### RECORDS TO USE
========

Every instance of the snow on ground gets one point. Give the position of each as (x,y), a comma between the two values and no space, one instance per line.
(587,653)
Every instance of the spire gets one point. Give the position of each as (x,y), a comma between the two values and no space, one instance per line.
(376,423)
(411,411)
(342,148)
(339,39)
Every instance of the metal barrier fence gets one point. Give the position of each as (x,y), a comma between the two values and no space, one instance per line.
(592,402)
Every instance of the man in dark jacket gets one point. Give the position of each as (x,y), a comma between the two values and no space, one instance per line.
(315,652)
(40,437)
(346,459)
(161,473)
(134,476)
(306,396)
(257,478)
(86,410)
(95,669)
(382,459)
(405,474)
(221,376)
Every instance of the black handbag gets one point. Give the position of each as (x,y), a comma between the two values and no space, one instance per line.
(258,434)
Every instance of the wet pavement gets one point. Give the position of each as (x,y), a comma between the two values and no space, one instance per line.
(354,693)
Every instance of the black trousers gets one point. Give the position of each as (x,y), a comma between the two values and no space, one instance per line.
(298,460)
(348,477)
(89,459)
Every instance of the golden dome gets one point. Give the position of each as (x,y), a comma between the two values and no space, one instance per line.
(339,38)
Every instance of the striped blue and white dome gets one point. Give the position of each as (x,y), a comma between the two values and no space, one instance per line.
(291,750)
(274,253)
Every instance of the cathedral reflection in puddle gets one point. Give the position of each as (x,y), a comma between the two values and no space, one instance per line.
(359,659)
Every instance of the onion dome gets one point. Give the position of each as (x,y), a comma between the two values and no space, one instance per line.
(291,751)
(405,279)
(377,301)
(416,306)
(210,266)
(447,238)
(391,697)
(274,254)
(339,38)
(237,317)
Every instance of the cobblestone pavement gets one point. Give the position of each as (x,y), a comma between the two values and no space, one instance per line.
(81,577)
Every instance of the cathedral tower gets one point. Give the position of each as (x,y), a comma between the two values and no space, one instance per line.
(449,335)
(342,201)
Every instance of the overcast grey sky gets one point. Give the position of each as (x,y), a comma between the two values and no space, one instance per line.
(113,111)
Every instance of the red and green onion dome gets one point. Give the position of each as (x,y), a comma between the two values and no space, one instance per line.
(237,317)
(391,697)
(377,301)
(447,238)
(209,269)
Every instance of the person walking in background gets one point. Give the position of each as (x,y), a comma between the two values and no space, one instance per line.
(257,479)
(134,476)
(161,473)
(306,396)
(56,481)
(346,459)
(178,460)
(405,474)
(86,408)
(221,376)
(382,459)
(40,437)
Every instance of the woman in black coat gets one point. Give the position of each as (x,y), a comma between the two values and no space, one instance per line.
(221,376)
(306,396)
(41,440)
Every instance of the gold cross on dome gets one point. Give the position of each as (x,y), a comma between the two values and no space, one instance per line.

========

### GIVEN INSTRUCTION
Retype the entire listing above verbatim, line for line, from the first line through the last.

### RESPONSE
Every instance of the snow on ground gets one point. Give the position of each as (x,y), a comma between the two values and no space, one instance per line.
(587,653)
Every instance of the spire gets one point. Give the position of each as (x,y), a comma between the two values and no space, one instance per line.
(376,423)
(411,411)
(342,148)
(339,39)
Every instance of the metal barrier fence gets one point. Give the position of each as (x,y), a comma between the two values and no space, one instance per line.
(592,402)
Every instance of the man in dark jacket gets one point. Give the position of each as (x,y), a comma between the two values and no space, one instance per line.
(315,652)
(40,437)
(346,459)
(161,473)
(134,476)
(306,396)
(257,478)
(86,410)
(95,669)
(382,459)
(405,474)
(221,376)
Every instance of the black handbag gets one point. Give the position of each as (x,y), a comma between the two values and no space, one instance per line.
(258,434)
Every instance of the wet pavement gets one point. Give the position of each as (x,y), a comma between the two values and no space, one instance per line.
(354,693)
Every instance of the black trousers gets one point. Give the position of each as (x,y), a comma between the two values and no space, one instance per line.
(298,460)
(348,477)
(89,459)
Every instance of the golden dome gets one point. Give the position of each as (x,y), a comma between the two values and no space, one instance per line.
(339,38)
Every instance of the striped blue and white dome gets one point. Give the position of each as (x,y), a comma between the two values and no space, one instance per line.
(291,750)
(274,253)
Every instance of the cathedral reflection in puddle gets one point. Give the position of each as (x,y), a comma between the two values and no space, one instance per line.
(359,659)
Every instance of the onion dome gets one point. Give the position of each as (x,y), a comma between the two values and no space, one instance per line.
(291,751)
(405,279)
(377,301)
(416,306)
(210,266)
(447,238)
(391,697)
(274,254)
(339,38)
(237,317)
Every instance of the cobblestone pavement gets one point. Give the position of each as (x,y), a comma between the two values and no space, one instance per line.
(81,577)
Every instance of the cathedral tower gets one point. Give the position of each as (x,y), a comma between the two values and no space, one instance per line.
(449,335)
(342,201)
Every instance of the overcast grey sky gets one point. Give the position of each as (x,y), a comma between the two values and no space, one instance per line.
(113,111)
Every instance of the red and green onion dome gets one point. Give the position of each as (x,y), a comma between the two values and no space, one instance per line.
(237,317)
(391,697)
(377,301)
(447,238)
(209,269)
Every instance of the person walking in background gets one point. Give the position of each as (x,y), a comma between the two values and no space, one instance per line.
(257,479)
(134,476)
(161,473)
(306,396)
(56,481)
(346,459)
(178,460)
(405,474)
(86,408)
(221,376)
(382,459)
(40,437)
Every instance of the woman in black coat gets one point. Give the position of each as (x,y), a comma between the two values and no space, one instance per line.
(221,376)
(306,396)
(41,440)
Every instance of the gold cross on dome gets one point. Give the position of each as (x,y), a comma between the two values and no space, one instance per line.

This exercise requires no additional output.